(Stated goal a)
In the dataset entries, starting at the line containing "Indicate the work" and running through the end of the entries, switch "Results" to "Points" and leave everything else unchanged. Give back only those lines.
※
Inference Engine and Configuration¶
PaddleOCR 3.5 introduces a unified inference-engine configuration mechanism: use engine to select the underlying inference engine, and use engine_config to pass engine-specific settings. This mechanism applies to both individual models and pipelines.
If engine is not explicitly specified, the default behavior remains the same as in earlier versions: except for a few scenarios such as high-performance inference and generative AI client request features, PaddleOCR uses the PaddlePaddle framework for inference in most cases. If engine is explicitly specified, initialization follows the selected engine first.
1. What Is an Inference Engine¶
In PaddleOCR, an inference engine refers to the underlying runtime used to execute a model. It determines which runtime loads and runs the model. You can think of it as "the engine actually used during model inference." When using an inference engine, users usually only need to care about two things:
- which type of inference engine to use;
- how to configure the inference engine.
2. Inference Engines Currently Supported by PaddleOCR¶
| Engine category | engine values |
Description |
|---|---|---|
| PaddlePaddle framework | paddle, paddle_static, paddle_dynamic |
Runs on the PaddlePaddle framework. |
| Transformers | transformers |
Runs on Hugging Face Transformers. |
paddle: The unified entry point for the PaddlePaddle framework. It selectspaddle_staticorpaddle_dynamicaccording to the model type and files in the model directory. If both are available,paddle_staticis preferred.paddle_static: PaddlePaddle static-graph inference, suitable for scenarios that require better inference performance or more fine-grained performance tuning.paddle_dynamic: PaddlePaddle dynamic-graph inference, which is more flexible and easier to debug compared to static graph.transformers: Hugging Face Transformers inference, making it convenient to integrate with the Hugging Face ecosystem.
※
(Stated goal b)
According to the text on inference engines, why might a user choose the paddle_dynamic engine over paddle_static?

[Dataset records]
※
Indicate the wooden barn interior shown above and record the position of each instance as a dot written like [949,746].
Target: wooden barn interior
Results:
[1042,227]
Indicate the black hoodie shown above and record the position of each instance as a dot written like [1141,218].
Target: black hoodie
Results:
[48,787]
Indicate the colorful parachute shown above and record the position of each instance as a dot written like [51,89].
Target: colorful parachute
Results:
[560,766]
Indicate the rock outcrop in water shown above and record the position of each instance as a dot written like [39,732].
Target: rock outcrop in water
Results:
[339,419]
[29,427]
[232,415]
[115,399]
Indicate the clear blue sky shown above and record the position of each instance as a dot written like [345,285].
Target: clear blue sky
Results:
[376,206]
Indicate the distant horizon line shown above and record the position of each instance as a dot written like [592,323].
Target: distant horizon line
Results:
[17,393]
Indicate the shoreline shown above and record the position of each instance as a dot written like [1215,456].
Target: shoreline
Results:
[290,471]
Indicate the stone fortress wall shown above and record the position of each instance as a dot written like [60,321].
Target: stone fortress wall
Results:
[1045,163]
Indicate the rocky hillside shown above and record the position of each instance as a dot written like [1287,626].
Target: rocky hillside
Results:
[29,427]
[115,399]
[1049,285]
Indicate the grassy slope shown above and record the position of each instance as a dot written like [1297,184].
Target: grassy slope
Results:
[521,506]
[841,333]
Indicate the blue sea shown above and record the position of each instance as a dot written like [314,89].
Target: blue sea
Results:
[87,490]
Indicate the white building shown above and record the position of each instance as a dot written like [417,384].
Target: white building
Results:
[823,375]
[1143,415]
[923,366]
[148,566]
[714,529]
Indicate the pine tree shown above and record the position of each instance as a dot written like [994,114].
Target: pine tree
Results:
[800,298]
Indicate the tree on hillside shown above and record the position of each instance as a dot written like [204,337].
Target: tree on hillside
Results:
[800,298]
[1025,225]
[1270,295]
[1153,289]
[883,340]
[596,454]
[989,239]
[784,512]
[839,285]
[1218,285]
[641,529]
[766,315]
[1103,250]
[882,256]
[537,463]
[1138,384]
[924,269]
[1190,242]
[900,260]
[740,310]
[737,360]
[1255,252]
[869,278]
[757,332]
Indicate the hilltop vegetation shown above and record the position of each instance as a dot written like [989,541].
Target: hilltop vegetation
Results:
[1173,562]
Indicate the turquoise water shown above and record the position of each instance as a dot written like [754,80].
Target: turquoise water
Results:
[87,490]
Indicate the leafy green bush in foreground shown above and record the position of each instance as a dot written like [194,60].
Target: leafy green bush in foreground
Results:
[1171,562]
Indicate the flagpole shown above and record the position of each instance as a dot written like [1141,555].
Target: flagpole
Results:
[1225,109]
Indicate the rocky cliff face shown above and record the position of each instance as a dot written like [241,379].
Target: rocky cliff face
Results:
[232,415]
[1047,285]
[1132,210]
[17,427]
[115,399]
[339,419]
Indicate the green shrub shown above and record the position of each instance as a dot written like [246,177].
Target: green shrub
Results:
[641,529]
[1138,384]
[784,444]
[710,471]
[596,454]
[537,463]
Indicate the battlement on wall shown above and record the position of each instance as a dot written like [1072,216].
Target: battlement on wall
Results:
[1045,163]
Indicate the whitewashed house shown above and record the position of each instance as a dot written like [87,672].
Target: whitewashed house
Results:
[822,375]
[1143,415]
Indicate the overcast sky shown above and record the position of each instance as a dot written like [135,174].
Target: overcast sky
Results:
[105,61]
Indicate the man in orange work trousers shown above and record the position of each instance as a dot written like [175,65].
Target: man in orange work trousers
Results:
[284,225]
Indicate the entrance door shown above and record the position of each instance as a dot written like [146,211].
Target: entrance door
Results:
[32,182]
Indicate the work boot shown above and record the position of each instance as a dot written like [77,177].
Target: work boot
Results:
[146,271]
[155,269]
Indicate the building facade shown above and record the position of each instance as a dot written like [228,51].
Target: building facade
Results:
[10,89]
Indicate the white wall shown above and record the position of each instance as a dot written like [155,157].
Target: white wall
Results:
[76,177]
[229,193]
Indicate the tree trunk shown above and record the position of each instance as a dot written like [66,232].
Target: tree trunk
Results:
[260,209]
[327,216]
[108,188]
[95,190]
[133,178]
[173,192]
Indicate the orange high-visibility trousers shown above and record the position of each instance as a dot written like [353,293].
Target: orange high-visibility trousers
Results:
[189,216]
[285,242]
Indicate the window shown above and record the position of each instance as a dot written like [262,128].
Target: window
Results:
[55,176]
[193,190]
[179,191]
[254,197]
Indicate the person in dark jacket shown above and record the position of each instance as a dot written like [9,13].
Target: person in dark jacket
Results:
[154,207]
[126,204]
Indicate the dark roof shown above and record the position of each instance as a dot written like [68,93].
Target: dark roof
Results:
※
(Written answer a)
Indicate the work boot shown above and record the position of each instance as a dot written like [77,177].
Target: work boot
Points:
[146,271]
[155,269]
Indicate the building facade shown above and record the position of each instance as a dot written like [228,51].
Target: building facade
Points:
[10,89]
Indicate the white wall shown above and record the position of each instance as a dot written like [155,157].
Target: white wall
Points:
[76,177]
[229,193]
Indicate the tree trunk shown above and record the position of each instance as a dot written like [66,232].
Target: tree trunk
Points:
[260,209]
[327,216]
[108,188]
[95,190]
[133,178]
[173,192]
Indicate the orange high-visibility trousers shown above and record the position of each instance as a dot written like [353,293].
Target: orange high-visibility trousers
Points:
[189,216]
[285,242]
Indicate the window shown above and record the position of each instance as a dot written like [262,128].
Target: window
Points:
[55,176]
[193,190]
[179,191]
[254,197]
Indicate the person in dark jacket shown above and record the position of each instance as a dot written like [9,13].
Target: person in dark jacket
Points:
[154,207]
[126,204]
Indicate the dark roof shown above and record the position of each instance as a dot written like [68,93].
Target: dark roof
Points:

(Written answer b)
The text says paddle_dynamic runs PaddlePaddle dynamic-graph inference, which is more flexible and easier to debug than static-graph inference.